Extract to read:

╭──

SD-WAN vs MPLS David and Goliath

Networking is going through a transformation and becoming heavily distinguished by software.

I’ve seen quite an increase in the adoption rate of SD-WAN; and not only within the SMB market but by the leading service providers.  What’s more, those service providers are introducing and recommending SD-WAN to their clients.

To a greater extent, SD-WAN has not replaced MPLS.  What does this mean?  It means Todd was wrong…and wrong twice.

Uh oh, Todd is talking in the third person again.”

Wrong you say?  Two times?  Ouch.

Oh, you weren’t finished?  Well, allow me to retort.  I did not envision the nearly exponential adoption rate that SD-WAN has achieved this year.  Coupled with that, I thought SD-WAN would totally replace MPLS.

As such, here are my ‘stone cold locks’ for the upcoming 14 months:

  1. The velocity of SD-WAN adoption will far exceed what analysts had foreseen. I am talking about the ‘S’ class of SMB, niche markets, and even Bob’s Bait Shop (Bob and his wife Anne are the only employees).
  2. Organizations will not kick MPLS to the curb.

As SD-WAN adoption increases, it will become prevalent at the branch and extended client locations.  The pitch that SD-WAN is more dependable and resilient will prove that these remote locations will have a better WAN experience.  Tied with that, SD-WAN will continue to prove to be an affordable total WAN investment.

And for MPLS?  It will not be replaced.  MPLS is expensive, but a significant part of the expense is installation and implementation. Yes, SD-WAN bandwidth is economical; however, it will not take the place of MPLS.  Clients will not eradicate their existing MPLS, but they may eliminate them to those branch locations and reduce concurrent connections.

SD-WAN will layer with MPLS, keeping existing MPLS deployments as a pseudo backbone, with SD-WAN extending, expanding and improving the experience.

So with the savings that SD-WAN generally provides, organizations will be able to keep existing WAN spending in check (think of this as a CAPEX-type of expenditure) while reducing OPEX costs of WAN management.  All the while they will also be able to provide a resilient network, better connectivity which will increase operational effectiveness, peace of mind, and the contentment (maybe to go as far as happiness, or even pure bliss) of your clients; both internal and external.

There you have it.  Stone cold locks for the upcoming year.  SD-WAN and MPLS; they’re not just acronyms anymore.

1 Comment

  1. Maureen S. on November 16, 2017 at 11:40 am

    Sounds like the proverbial VHS or Beta issue all over again. Great article. Thanks for the insight.

╰──

Given information:
╭──

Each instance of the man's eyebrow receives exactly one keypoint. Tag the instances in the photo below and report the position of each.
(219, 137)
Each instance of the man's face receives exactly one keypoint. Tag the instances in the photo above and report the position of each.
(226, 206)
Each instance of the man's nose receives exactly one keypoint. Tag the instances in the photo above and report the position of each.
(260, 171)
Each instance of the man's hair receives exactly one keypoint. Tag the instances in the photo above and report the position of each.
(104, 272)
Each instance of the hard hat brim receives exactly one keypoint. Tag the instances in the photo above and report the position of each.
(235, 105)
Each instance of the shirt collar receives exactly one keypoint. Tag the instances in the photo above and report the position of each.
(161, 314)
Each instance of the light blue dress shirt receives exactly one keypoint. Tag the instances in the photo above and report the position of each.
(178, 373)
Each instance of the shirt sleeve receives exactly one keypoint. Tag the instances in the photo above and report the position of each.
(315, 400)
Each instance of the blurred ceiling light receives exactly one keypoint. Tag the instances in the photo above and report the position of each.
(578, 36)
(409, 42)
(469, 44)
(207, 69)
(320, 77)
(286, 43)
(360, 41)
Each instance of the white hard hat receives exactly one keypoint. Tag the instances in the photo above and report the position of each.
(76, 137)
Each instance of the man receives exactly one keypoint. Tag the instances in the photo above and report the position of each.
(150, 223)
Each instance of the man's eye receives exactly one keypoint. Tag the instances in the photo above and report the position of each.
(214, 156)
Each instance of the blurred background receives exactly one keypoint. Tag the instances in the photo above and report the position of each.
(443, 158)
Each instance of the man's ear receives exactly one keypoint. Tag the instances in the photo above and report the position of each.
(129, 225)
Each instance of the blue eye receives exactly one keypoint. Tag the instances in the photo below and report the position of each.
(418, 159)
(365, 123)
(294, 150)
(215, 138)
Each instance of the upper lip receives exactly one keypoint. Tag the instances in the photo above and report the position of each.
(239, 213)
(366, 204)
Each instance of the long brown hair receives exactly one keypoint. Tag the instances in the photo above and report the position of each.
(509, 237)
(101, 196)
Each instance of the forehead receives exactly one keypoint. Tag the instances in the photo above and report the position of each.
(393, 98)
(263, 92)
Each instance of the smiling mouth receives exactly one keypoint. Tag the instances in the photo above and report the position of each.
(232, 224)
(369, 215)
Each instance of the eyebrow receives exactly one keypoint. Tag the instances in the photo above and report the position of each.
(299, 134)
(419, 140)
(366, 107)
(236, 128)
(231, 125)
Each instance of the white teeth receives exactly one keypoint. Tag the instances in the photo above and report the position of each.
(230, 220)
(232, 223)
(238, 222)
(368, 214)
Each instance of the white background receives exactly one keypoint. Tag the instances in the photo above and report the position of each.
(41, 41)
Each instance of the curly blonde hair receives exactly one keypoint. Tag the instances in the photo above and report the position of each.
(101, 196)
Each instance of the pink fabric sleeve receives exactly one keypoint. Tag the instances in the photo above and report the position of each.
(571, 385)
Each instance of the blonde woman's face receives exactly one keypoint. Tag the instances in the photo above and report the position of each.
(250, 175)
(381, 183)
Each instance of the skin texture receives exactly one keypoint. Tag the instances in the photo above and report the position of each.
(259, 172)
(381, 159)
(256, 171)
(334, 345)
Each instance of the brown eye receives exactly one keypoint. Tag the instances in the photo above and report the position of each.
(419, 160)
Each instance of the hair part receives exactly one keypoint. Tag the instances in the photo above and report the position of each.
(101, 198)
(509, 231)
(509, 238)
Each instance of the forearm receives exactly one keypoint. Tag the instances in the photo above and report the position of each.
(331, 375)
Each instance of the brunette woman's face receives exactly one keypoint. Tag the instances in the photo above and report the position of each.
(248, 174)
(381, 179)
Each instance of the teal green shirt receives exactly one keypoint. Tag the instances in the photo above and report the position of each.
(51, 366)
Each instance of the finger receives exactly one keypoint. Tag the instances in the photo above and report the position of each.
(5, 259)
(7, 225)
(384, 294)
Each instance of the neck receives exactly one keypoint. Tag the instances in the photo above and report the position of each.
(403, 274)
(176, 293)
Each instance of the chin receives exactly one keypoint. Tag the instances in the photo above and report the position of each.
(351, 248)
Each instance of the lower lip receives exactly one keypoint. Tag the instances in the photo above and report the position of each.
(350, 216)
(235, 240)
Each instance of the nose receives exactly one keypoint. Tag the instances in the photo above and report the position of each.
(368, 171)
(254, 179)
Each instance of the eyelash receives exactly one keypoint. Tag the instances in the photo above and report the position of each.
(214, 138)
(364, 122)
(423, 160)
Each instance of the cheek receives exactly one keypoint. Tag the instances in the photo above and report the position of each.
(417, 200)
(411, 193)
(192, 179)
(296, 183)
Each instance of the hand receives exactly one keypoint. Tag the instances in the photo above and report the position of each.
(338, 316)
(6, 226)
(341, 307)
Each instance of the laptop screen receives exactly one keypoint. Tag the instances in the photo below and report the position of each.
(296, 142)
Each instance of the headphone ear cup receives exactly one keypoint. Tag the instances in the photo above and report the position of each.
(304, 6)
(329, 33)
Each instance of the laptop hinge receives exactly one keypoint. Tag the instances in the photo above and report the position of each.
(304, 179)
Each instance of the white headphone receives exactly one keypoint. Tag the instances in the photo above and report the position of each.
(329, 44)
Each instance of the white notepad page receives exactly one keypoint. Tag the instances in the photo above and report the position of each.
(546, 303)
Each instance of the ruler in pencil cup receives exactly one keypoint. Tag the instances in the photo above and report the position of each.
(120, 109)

╰──

Problems:
• 1. In the SD-WAN vs MPLS post, who are the only employees of Bob's Bait Shop?
• 2. Copy the SD-WAN vs MPLS post from "Networking is going" to "totally replace MPLS.", but substitute "uptake rate" for "adoption rate".

Responses for each task:
• 1. Bob and his wife Anne.

• 2.
Networking is going through a transformation and becoming heavily distinguished by software.

I’ve seen quite an increase in the uptake rate of SD-WAN; and not only within the SMB market but by the leading service providers.  What’s more, those service providers are introducing and recommending SD-WAN to their clients.

To a greater extent, SD-WAN has not replaced MPLS.  What does this mean?  It means Todd was wrong…and wrong twice.

Uh oh, Todd is talking in the third person again.”

Wrong you say?  Two times?  Ouch.

Oh, you weren’t finished?  Well, allow me to retort.  I did not envision the nearly exponential uptake rate that SD-WAN has achieved this year.  Coupled with that, I thought SD-WAN would totally replace MPLS.